• _Given entries_:
((
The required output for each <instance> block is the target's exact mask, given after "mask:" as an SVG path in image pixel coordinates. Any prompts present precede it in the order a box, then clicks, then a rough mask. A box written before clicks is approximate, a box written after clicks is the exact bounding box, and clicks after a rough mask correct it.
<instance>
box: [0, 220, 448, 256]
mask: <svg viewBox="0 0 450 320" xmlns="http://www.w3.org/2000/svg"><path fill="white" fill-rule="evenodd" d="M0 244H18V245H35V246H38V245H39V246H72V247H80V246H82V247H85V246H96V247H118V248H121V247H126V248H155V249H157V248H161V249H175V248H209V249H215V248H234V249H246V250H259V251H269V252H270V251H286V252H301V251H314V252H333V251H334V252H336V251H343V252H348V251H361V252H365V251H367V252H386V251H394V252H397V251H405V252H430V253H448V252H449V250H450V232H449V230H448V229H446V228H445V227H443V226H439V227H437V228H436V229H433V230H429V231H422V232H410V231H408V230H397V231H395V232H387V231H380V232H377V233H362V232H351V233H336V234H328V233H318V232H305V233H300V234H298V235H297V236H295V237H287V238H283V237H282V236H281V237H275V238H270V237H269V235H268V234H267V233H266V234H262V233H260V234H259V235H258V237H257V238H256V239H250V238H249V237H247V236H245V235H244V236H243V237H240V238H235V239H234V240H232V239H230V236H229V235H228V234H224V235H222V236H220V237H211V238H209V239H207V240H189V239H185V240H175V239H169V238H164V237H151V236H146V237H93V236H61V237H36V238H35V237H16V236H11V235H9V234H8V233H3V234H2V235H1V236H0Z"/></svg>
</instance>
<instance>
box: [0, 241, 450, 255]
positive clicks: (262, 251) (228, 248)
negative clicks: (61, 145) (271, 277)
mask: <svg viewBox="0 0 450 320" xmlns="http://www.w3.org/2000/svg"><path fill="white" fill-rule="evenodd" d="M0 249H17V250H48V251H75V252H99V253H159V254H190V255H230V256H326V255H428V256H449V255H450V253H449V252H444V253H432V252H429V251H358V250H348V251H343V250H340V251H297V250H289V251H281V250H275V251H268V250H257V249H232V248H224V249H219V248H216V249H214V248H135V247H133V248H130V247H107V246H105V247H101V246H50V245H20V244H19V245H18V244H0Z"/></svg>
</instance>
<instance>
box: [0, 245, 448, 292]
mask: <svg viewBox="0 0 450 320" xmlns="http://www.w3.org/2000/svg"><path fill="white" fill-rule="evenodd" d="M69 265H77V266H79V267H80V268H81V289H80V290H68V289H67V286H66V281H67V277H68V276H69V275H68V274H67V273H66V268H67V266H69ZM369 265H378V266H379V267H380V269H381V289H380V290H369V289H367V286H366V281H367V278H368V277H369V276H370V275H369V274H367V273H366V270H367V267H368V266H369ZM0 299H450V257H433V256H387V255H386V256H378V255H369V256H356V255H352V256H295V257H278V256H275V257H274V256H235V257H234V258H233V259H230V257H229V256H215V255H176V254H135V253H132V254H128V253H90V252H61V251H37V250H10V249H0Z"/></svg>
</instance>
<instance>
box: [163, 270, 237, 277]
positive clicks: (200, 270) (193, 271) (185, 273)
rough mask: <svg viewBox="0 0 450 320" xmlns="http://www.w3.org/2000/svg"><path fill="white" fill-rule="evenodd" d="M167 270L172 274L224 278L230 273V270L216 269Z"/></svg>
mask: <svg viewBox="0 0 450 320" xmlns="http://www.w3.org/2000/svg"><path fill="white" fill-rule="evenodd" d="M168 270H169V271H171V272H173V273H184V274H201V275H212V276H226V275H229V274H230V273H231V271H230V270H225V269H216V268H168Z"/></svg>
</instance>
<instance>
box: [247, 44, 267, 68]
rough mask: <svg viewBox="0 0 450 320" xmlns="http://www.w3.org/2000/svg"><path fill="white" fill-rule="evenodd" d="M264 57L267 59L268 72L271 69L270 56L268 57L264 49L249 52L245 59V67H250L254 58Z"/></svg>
))
• _Description of the task_: Everything in the data above should be output exactly as it stands.

• _Result below_:
The required output for each <instance> block is the target's exact mask, given after "mask:" as an SVG path in image pixel coordinates. Any prompts present precede it in the order a box, then clicks, then a rough mask. A box written before clicks is approximate, a box written after clicks is the exact bounding box, and clicks after a rough mask correct it.
<instance>
box: [0, 220, 448, 256]
mask: <svg viewBox="0 0 450 320" xmlns="http://www.w3.org/2000/svg"><path fill="white" fill-rule="evenodd" d="M0 244H18V245H35V246H38V245H39V246H72V247H80V246H82V247H85V246H96V247H118V248H121V247H126V248H155V249H157V248H161V249H175V248H209V249H215V248H234V249H246V250H259V251H269V252H270V251H286V252H301V251H314V252H333V251H334V252H336V251H343V252H348V251H361V252H365V251H367V252H386V251H394V252H397V251H405V252H430V253H448V252H449V250H450V232H449V230H448V229H446V228H445V227H443V226H439V227H437V228H436V229H433V230H429V231H422V232H410V231H408V230H397V231H395V232H387V231H380V232H377V233H362V232H351V233H336V234H328V233H318V232H305V233H300V234H298V235H297V236H295V237H287V238H283V237H282V236H281V237H275V238H270V237H269V235H268V234H267V233H266V234H262V233H260V234H259V235H258V237H257V238H256V239H250V238H249V237H247V236H245V235H244V236H243V237H240V238H235V239H234V240H232V239H230V236H229V235H228V234H224V235H222V236H220V237H211V238H209V239H207V240H189V239H185V240H175V239H169V238H164V237H151V236H146V237H93V236H61V237H36V238H35V237H16V236H11V235H9V234H8V233H3V234H2V235H1V236H0Z"/></svg>
</instance>
<instance>
box: [0, 241, 450, 255]
positive clicks: (262, 251) (228, 248)
negative clicks: (61, 145) (271, 277)
mask: <svg viewBox="0 0 450 320" xmlns="http://www.w3.org/2000/svg"><path fill="white" fill-rule="evenodd" d="M0 249H17V250H48V251H75V252H99V253H159V254H190V255H230V256H326V255H428V256H449V255H450V253H449V252H444V253H432V252H429V251H358V250H348V251H343V250H340V251H297V250H289V251H281V250H275V251H268V250H257V249H232V248H224V249H219V248H216V249H214V248H135V247H133V248H130V247H107V246H105V247H101V246H50V245H20V244H19V245H18V244H0Z"/></svg>
</instance>
<instance>
box: [0, 245, 448, 292]
mask: <svg viewBox="0 0 450 320" xmlns="http://www.w3.org/2000/svg"><path fill="white" fill-rule="evenodd" d="M69 265H77V266H79V267H80V268H81V289H80V290H68V289H67V286H66V281H67V277H68V276H69V275H68V274H67V273H66V268H67V266H69ZM369 265H378V266H379V267H380V269H381V289H380V290H369V289H367V286H366V281H367V278H368V277H369V276H370V275H369V274H367V273H366V270H367V267H368V266H369ZM0 299H450V257H433V256H387V255H386V256H378V255H369V256H356V255H352V256H295V257H278V256H275V257H274V256H235V257H234V258H233V259H230V257H229V256H215V255H176V254H135V253H132V254H128V253H90V252H61V251H37V250H10V249H0Z"/></svg>
</instance>
<instance>
box: [163, 270, 237, 277]
positive clicks: (200, 270) (193, 271) (185, 273)
rough mask: <svg viewBox="0 0 450 320" xmlns="http://www.w3.org/2000/svg"><path fill="white" fill-rule="evenodd" d="M167 270L172 274L224 278L230 273V270L216 269Z"/></svg>
mask: <svg viewBox="0 0 450 320" xmlns="http://www.w3.org/2000/svg"><path fill="white" fill-rule="evenodd" d="M168 270H169V271H171V272H173V273H184V274H201V275H212V276H226V275H229V274H230V273H231V271H230V270H225V269H216V268H168Z"/></svg>
</instance>
<instance>
box: [247, 44, 267, 68]
rough mask: <svg viewBox="0 0 450 320" xmlns="http://www.w3.org/2000/svg"><path fill="white" fill-rule="evenodd" d="M264 57L267 59L268 72L271 69L270 56L268 57L264 49L249 52L245 59V67H250L254 58Z"/></svg>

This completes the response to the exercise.